Estratto di origine
╔══
Già!! La giustizia e le nostre vite in mano a chi?
«Antonio Di Pietro è il primo a lasciare l'ufficio di Borrelli. È irriconoscibile. Cammina come un ubriaco, quasi appoggiandosi ai muri». Così scrive Goffredo Buccini sul Corriere della Sera del 24 luglio 1993, il giorno dopo il suicidio di Raul Gardini.
«Per me fu una sconfitta terribile - racconta oggi Antonio Di Pietro ad Aldo Cazzullo su “Il Corriere della Sera” -. La morte di Gardini è il vero, grande rammarico che conservo della stagione di Mani pulite. Per due ragioni. La prima: quel 23 luglio Gardini avrebbe dovuto raccontarmi tutto: a chi aveva consegnato il miliardo di lire che aveva portato a Botteghe Oscure, sede del Pci; chi erano i giornalisti economici corrotti, oltre a quelli già rivelati da Sama; e chi erano i beneficiari del grosso della tangente Enimont, messo al sicuro nello Ior. La seconda ragione: io Gardini lo potevo salvare. La sera del 22, poco prima di mezzanotte, i carabinieri mi chiamarono a casa a Curno, per avvertirmi che Gardini era arrivato nella sua casa di piazza Belgioioso a Milano e mi dissero: "Dottore che facciamo, lo prendiamo?". Ma io avevo dato la mia parola agli avvocati che lui sarebbe arrivato in Procura con le sue gambe, il mattino dopo. E dissi di lasciar perdere. Se l'avessi fatto arrestare subito, sarebbe ancora qui con noi».
╚══
Voci di puntamento ed etichettatura:
╔══
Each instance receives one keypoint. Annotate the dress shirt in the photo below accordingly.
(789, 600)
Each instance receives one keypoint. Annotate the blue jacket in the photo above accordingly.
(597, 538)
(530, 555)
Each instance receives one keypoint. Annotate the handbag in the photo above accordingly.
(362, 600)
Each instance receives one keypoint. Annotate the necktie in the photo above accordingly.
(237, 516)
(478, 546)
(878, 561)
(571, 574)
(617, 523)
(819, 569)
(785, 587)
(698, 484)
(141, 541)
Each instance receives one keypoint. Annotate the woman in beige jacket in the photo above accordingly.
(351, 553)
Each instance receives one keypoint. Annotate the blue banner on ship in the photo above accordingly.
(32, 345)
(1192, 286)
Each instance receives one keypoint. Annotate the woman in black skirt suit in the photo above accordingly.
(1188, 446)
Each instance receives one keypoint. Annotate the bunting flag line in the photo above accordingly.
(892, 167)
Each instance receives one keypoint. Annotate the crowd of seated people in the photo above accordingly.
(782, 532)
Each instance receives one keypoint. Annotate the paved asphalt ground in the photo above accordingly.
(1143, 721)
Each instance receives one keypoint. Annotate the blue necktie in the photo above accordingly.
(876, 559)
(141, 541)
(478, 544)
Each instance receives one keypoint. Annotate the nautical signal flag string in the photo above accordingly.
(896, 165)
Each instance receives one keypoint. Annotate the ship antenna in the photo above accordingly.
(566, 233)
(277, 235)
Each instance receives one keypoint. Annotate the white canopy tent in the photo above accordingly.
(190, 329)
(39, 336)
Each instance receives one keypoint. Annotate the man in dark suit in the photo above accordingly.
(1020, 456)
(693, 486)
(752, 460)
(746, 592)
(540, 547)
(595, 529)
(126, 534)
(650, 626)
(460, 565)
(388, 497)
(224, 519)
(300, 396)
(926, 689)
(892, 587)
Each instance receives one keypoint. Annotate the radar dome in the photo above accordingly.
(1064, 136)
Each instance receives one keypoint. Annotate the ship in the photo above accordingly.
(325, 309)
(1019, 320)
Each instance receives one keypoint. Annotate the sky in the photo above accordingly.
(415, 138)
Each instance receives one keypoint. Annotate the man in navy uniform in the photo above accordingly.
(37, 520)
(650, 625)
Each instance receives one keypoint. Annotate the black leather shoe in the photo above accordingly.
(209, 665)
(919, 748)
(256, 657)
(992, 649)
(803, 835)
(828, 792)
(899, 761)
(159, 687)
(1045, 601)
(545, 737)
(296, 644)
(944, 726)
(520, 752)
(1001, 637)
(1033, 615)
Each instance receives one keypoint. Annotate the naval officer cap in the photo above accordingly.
╚══
Istruzione scritta A
Traduci in inglese questa frase dell'estratto su Gardini: «La morte di Gardini è il vero, grande rammarico che conservo della stagione di Mani pulite.»
Istruzione scritta B
Secondo l'estratto su Gardini, in quale giorno è uscito sul Corriere della Sera l'articolo di Goffredo Buccini?
Istruzione scritta C
Trascrivi dall'estratto su Gardini il passo che va da «Già!! La giustizia» fino a «di Raul Gardini.» compreso.

Risultato del compito A
Gardini's death is the real, great regret that I carry from the Mani pulite era.

Risultato del compito B
Il 24 luglio 1993.

Risultato del compito C
Già!! La giustizia e le nostre vite in mano a chi?
«Antonio Di Pietro è il primo a lasciare l'ufficio di Borrelli. È irriconoscibile. Cammina come un ubriaco, quasi appoggiandosi ai muri». Così scrive Goffredo Buccini sul Corriere della Sera del 24 luglio 1993, il giorno dopo il suicidio di Raul Gardini.